▶ **SELECTED PASSAGE**
- - - - - - -

Tech Giants: Meta, Nvidia, and Alphabet Still Have Room to Grow
Despite the technology sector's dominance in today's stock market, three Motley Fool contributing analysts believe that Meta Platforms (META), Nvidia (NVDA), and Alphabet (GOOG) still possess significant growth potential. This analysis explores the factors driving their continued success and future prospects.
Meta's AI-Fueled Future
Jake Lerch highlights Meta Platforms' vast reach, with approximately 3.5 billion daily average users, representing about 43% of the global population. This massive user base allows Meta to generate substantial revenue and profit. In the first half of 2025, the company reported nearly $90 billion in revenue and $35 billion in net income.
Meta is strategically investing these profits, pouring tens of billions of dollars into Artificial Intelligence (AI). These investments include securing high-end GPUs, offering signing bonuses to AI researchers, and funding projects ranging from the metaverse to augmented reality (AR) glasses. Lerch believes this strategic focus positions Meta for decades of future growth.

- - - - - - -

▶ **DATASET RECORDS**
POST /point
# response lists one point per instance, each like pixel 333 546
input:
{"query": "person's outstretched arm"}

- - - - - - -

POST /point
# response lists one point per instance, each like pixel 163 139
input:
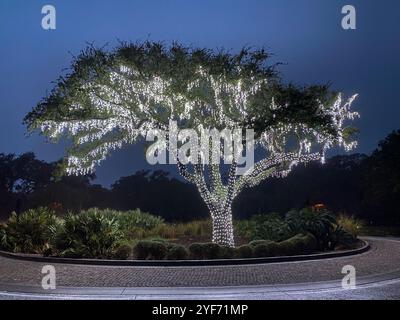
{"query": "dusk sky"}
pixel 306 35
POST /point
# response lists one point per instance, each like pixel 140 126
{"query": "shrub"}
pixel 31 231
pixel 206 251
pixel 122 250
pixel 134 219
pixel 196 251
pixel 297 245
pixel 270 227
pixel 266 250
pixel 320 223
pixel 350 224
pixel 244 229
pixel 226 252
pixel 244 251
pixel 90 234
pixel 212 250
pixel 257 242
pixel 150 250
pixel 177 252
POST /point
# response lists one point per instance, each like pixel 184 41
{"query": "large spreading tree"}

- - - - - - -

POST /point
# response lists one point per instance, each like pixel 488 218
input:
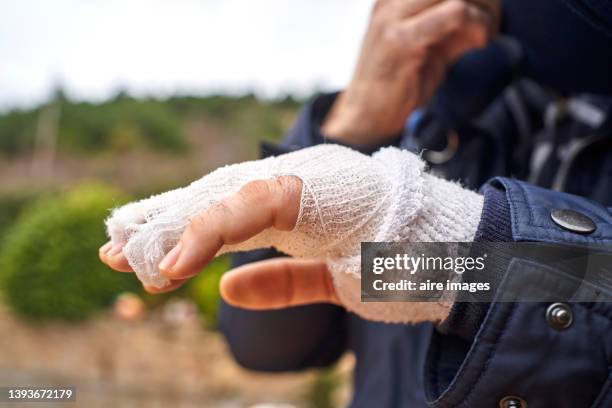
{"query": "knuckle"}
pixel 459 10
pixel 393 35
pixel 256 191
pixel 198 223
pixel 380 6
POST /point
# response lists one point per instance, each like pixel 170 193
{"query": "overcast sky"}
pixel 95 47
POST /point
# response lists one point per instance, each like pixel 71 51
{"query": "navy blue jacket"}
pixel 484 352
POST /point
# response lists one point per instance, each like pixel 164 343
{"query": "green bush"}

- - - - - - -

▶ **WORK TASK A**
In the article on Meta, Nvidia, and Alphabet, how much revenue did Meta report for the first half of 2025?
▶ **WORK TASK B**
Carry the article on Meta, Nvidia, and Alphabet forward from its last sentence.

▶ **RESULT A**
Nearly $90 billion.

▶ **RESULT B**
Nvidia's AI Accelerator Dominance
Will Healy acknowledges that Nvidia's stock has already experienced remarkable growth, increasing nearly 1,200% since November 2022. However, he argues that Nvidia's dominance in the AI accelerator market suggests further growth is possible. In the second quarter of fiscal 2026, 88% of Nvidia's revenue came from its data center segment, which designs AI accelerators.
Healy cites a Grand View Research forecast projecting a 29% compound annual growth rate (CAGR) for the AI chip market through 2030. While Nvidia's growth rates have slowed, the company's performance exceeds this estimate. In the first half of fiscal 2026, Nvidia's revenue increased by 62% year-over-year. This rapid growth and strong forward P/E ratio suggest its stock is poised to continue climbing.
Alphabet's AI and Cloud Momentum
Justin Pope asserts that Alphabet remains a buy despite recent gains, attributing its momentum to the resolution of antitrust litigation. With legal concerns easing, investors can focus on the company's strengths. Alphabet's Gemini AI app is gaining traction, and Google Cloud is benefiting from increased AI demand.
Furthermore, Alphabet's Waymo autonomous ride-hailing service is expanding across the United States. With shares valued at approximately 25 times estimated 2025 earnings, Alphabet is considered a solid deal, particularly if the company meets Wall Street's expectations of 15% annualized earnings growth over the next three to five years.